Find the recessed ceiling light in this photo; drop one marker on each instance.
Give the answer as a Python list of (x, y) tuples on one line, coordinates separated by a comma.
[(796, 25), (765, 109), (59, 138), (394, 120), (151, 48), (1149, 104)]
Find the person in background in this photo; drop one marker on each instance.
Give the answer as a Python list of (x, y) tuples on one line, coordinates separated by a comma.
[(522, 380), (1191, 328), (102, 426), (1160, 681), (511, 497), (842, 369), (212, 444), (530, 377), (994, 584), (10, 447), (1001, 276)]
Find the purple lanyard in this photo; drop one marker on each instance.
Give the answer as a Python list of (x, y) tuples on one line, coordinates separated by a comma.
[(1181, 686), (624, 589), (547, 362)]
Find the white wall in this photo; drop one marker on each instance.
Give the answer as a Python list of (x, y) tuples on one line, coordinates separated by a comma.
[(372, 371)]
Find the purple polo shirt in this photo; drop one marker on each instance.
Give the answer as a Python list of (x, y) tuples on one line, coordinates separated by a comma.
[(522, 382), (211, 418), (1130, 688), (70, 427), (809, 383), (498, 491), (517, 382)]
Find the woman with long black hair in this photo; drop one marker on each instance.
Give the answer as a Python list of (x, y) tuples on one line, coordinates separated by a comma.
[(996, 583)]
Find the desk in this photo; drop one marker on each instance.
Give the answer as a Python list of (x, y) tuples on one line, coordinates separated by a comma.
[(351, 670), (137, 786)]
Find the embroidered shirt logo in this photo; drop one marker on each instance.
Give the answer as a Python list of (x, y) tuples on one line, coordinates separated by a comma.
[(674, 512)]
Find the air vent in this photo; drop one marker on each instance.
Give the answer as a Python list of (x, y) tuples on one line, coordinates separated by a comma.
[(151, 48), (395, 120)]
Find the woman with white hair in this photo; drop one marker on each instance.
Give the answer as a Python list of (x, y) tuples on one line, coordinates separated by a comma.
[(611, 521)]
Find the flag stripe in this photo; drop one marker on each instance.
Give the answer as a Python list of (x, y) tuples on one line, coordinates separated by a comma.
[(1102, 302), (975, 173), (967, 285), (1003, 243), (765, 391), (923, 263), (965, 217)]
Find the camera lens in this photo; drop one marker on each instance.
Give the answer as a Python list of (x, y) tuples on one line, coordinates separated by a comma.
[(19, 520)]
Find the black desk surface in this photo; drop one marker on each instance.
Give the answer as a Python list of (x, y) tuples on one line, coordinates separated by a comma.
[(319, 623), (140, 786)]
◇ ◇ ◇ ◇
* **PROBLEM**
Please update the listing above so that every "drop one marker" reads "place a single point", keeping everything else the same.

* **REPLY**
Find the recessed ceiling light in this photo; place a single point on each instance.
Give the answer as a Python list of (x, y) tuples on one line, coordinates separated by a comma.
[(796, 25), (765, 109), (59, 138), (394, 120), (151, 48), (1149, 104)]
Find the person in background in this photo; place a single point on each instance.
Give the answer as a Python list of (x, y) tuples on one line, coordinates separated by a comma.
[(522, 380), (1191, 328), (102, 426), (1160, 681), (511, 497), (842, 369), (212, 444), (530, 377), (994, 584), (10, 447), (1001, 276)]
Find the purple lanyard in this photo; place a single point on each instance.
Give the answer as a Python list of (x, y) tuples on one line, coordinates separated by a comma.
[(1181, 686), (624, 589), (547, 362)]
Find the white wall in this photo; place a single point on each instance.
Give the answer as a Python list of (x, y) tuples on one line, coordinates separated by a comma.
[(372, 371)]
Find the purple polo shirt in this photo; place a single point on each instance.
Give the answer as a Python list of (x, y) tuples on one line, coordinates separated by a comma.
[(522, 382), (211, 418), (1130, 688), (70, 427), (809, 383), (498, 491), (517, 382)]
Find the woman with long black hair in this photo; place a single point on each instance.
Give the answer as a Python list of (x, y) tuples on one line, coordinates separated by a comma.
[(996, 583)]
Find the desk in this photo; place a single point on each instance.
Give the answer as a Python list of (x, y) tuples on one line, coordinates separated by a comma.
[(351, 670), (137, 786)]
Find the embroidered shirt logo in this photo; place a single point on each instance.
Give the answer as a Python list of (x, y) tuples on one line, coordinates separated by a comma.
[(674, 512)]
Find the air vent in this photo; place a single point on each instance.
Give the answer as a Python list of (x, y) tuples on one line, coordinates separated by a comma.
[(151, 48), (395, 120)]
Find the woman with white hair in this photo; place a single point on each instance.
Give the answer as a Python list of (x, y) tuples on one line, coordinates separated by a comma.
[(611, 521)]
Find the flag stripe in this photo; place a single point on each instance.
Give the answer as a Python list of (x, y) tuples on one line, coordinates separated by a comma.
[(1102, 302), (975, 173), (967, 285), (1003, 243), (765, 391), (923, 263), (965, 217)]
Find the camera lens in this photo; place a single point on each instance.
Give the answer as a Python list of (x, y) tuples on one line, coordinates separated by a comma.
[(19, 520)]
Find the black desk surface in this photo; place a single point on each instance.
Give the answer as a Python list of (x, y) tuples on one line, coordinates separated by a comma.
[(319, 623), (140, 786)]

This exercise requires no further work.